[Start Provided text]

The fact that I have recently published my first Open Access article, in the pure Open Access journal F1000Research, is almost a bit accidental. The topic of the article is the role of computation in science, with a particular emphasis on the necessity to keep scientific models distinct from software tools. I had the plan to write such an artile for a while, but it didn’t really fit into any of the journals I knew. The subject is computational science, but more its philosophical foundations than the technicalities that journals on computational science specialize in. The audience is scientists applying computations, which is a much larger group than the methodology specialists who subscribe to and read computational science journals. Even if some computational science journal might have accepted my article, it wouldn’t have reached most of its intended audience. A journal on the philosphy of science would have been worse, as almost no practitioner of computational science looks at this literature. Since there was no clear venue where the intended audience would have a chance of finding my article, the best option was some Open Access journal where at least the article would be accessible to everyone. Publicity through social networks could then help potentially interested readers discover it. Two obstacles remained: finding an Open Access journal with a suitable subject domain, and getting around the money problem.

At the January 2014 Community Call of the Mozilla Science Lab, I learned that F1000Research was starting a new section on “science communication”, and was waiving article processing charges for that section in 2014. This was confirmed shortly thereafter on the journal’s blog. Science communication was in fact a very good label for what I wanted to write about. And F1000Research looked like an interesting journal to test because its attitude to openness goes beyond Open Access: the review process is open as well, meaning that reviews are published with the reviewers’ names, and get their own DOI for reference. So there was my opportunity.

For those new to the Open Access world, I will give a quick overview of the submission and publishing process. Everything is handled online, through the journal’s Web site and by e-mail. Since I very much prefer writing LaTeX to using Word, I chose the option of submitting through the writeLaTeX service. The idea of writeLaTeX is that you edit your article using their Web tools, but nothing stops you from downloading the template provided by F1000Research, writing locally, and uploading the final text in the end. I thus wrote my article using my preferred tool (Emacs) and on my laptop even when I didn’t have a network connection. Once you submit your article, it is revised by the editorial staff (concerning language, style, and layout, they don’t touch the contents). Once you approve the revision, the article is published almost instantaneously on the journal Web site. You are then asked to suggest reviewers, and the journal asks some of them (I don’t know how they make their choice) to review the article. Reviews are published as they come in, and you get an e-mail alert. In addition to providing detailed comments, reviewers judge the article as “approved”, “approved with reservations” or “not approved”. As soon as two reviewers “approve”, the article status changes to “indexed”, meaning that it gets a DOI and it is listed in databases such as PubMed or Scopus. Authors can reply to reviewers (again in public), and they are encouraged to revise their article based on the reviewers’ suggestions. All versions of an article remain accesible indefinitely on the journal’s Web site, so the history of the article remains accessible forever.

[End Provided text]

◆ **Instruction 1**
In the text on Open Access publishing, list every judgment a reviewer can give an article.
◆ **Instruction 2**
Carry the text on Open Access publishing forward from its final sentence.
The records aren't needed here.

[Start Records supplied]

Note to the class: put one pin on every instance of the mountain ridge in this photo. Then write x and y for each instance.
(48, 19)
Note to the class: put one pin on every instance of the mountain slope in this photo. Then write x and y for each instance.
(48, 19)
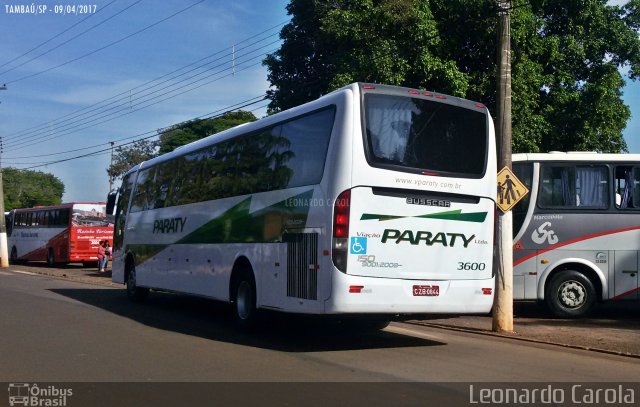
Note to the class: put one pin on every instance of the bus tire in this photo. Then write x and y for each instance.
(570, 294)
(243, 291)
(14, 256)
(135, 293)
(51, 260)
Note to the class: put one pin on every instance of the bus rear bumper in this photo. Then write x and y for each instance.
(396, 296)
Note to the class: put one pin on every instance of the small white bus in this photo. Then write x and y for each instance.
(577, 234)
(372, 200)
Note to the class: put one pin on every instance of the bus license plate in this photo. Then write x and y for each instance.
(426, 290)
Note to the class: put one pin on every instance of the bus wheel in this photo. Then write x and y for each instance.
(244, 301)
(570, 294)
(51, 260)
(14, 255)
(135, 293)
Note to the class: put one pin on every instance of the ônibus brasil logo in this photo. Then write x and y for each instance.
(25, 394)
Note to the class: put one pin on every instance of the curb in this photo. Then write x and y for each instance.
(520, 338)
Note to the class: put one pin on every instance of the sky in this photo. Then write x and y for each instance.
(81, 74)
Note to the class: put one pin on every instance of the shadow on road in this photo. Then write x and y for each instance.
(619, 315)
(211, 319)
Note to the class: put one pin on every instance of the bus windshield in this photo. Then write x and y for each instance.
(417, 135)
(90, 215)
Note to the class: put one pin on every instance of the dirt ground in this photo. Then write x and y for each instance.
(612, 327)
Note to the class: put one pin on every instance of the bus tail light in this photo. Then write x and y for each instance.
(341, 230)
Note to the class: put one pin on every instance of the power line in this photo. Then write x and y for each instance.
(108, 45)
(235, 106)
(126, 97)
(54, 37)
(141, 105)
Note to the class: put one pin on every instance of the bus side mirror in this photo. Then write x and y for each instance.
(111, 202)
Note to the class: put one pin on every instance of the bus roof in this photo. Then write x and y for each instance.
(307, 107)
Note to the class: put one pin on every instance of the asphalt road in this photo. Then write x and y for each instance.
(62, 331)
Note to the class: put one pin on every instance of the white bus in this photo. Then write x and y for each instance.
(577, 234)
(373, 200)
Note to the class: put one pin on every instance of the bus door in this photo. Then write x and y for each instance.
(525, 274)
(625, 281)
(624, 276)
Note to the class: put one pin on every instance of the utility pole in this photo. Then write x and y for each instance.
(4, 253)
(503, 305)
(110, 165)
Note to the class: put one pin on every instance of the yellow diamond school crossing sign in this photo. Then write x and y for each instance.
(510, 190)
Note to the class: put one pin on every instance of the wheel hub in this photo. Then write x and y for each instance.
(572, 294)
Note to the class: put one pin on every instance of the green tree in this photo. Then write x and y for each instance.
(185, 133)
(566, 60)
(26, 189)
(126, 157)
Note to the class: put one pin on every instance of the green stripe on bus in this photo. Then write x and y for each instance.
(238, 225)
(456, 215)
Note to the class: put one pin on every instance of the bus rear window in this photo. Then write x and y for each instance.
(417, 135)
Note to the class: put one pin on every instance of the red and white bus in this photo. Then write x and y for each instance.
(66, 233)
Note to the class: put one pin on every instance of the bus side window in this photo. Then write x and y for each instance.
(626, 187)
(635, 187)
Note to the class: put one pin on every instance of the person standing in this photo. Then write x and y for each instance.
(101, 256)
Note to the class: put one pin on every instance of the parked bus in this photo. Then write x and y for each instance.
(373, 200)
(61, 234)
(577, 234)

[End Records supplied]

◆ **Written reply 1**
"approved", "approved with reservations", "not approved"

◆ **Written reply 2**
Overall I would judge my experience with F1000Research as very positive. The editorial staff replies rapidly and gets problems solved (in my case, technical problems with the Web site). Open review is much more reasonable than the traditional secret peer review process. No more guessing who the reviewers are in order to please them with citations with the hope of getting your revision accepted rapidly. No more lengthy letters to the editor trying to explain diplomatically that the reviewer is incompetent. With open reviewing, authors and reviewers act as equals, as it should always have been.

The only criticism I have concerns a technical point that I hope will be improved in the future. Even if you submit your original article through writeLaTeX, you have to prepapre revisions using Microsoft Word: you download a Word file for the initially published version, activate “track changes” mode, make your changes, and send the file back. For someone who doesn’t have Microsoft Word, or is not familiar with its operation, this is an enormous barrier. A journal that encourages authors to revise their articles should also allow them to do so using tools that they have and are familiar with.

Will I publish in F1000Research again? I don’t expect to do so in the near future. With the exception of the science communication section, F1000Research is heavily oriented towards the life sciences, so most of my research doesn’t fit in. And then there is the money problem. Without the waiver mentioned above, I’d have had to pay 500 USD for my manuscript classified as an “opinion article”. Regular research articles are twice as much. Compared to a theoretician’s budget, which needs to cover mostly travel, these amounts are important. Moreover, in France’s heavily bureaucratized public research, every euro comes with strings attached that define when, where, and on what you are allowed to spend it. Project-specific research grants often do allow to pay publication costs, but research outside of such projects, which is still common in the theoretical sciences, doesn’t have any specific budget to turn to. The idea of the Open Access movement is to re-orient the money currently spent on subscriptions towards paying publishing costs directly, but such decisions are made on a political and administrational level very remote from my daily work. Until they happen, it is rather unlikely that I will publish in Open Access mode again.

Bye bye Address Book, welcome BBDB

June 3, 2013

About two years ago I wrote a post about why and how I abandoned Apple’s iCal for my agenda management and moved to Emacs org-mode instead. Now I am in the process of making the second step in the same direction: I am abandoning Apple’s Address Book and starting to use the “Big Brother DataBase“, the most popular contact management system from the Emacs universe.

What started to annoy me seriously about Address Book is a bug that makes the database and its backups grow over time, even if no contacts are added, because the images for the contacts keep getting copied and never deleted under certain circumstances. I ended up having address book backups of 200 MB for just 500 contacts, which is ridiculous. A quick Web search shows that the problem has been known for years but has not yet been fixed.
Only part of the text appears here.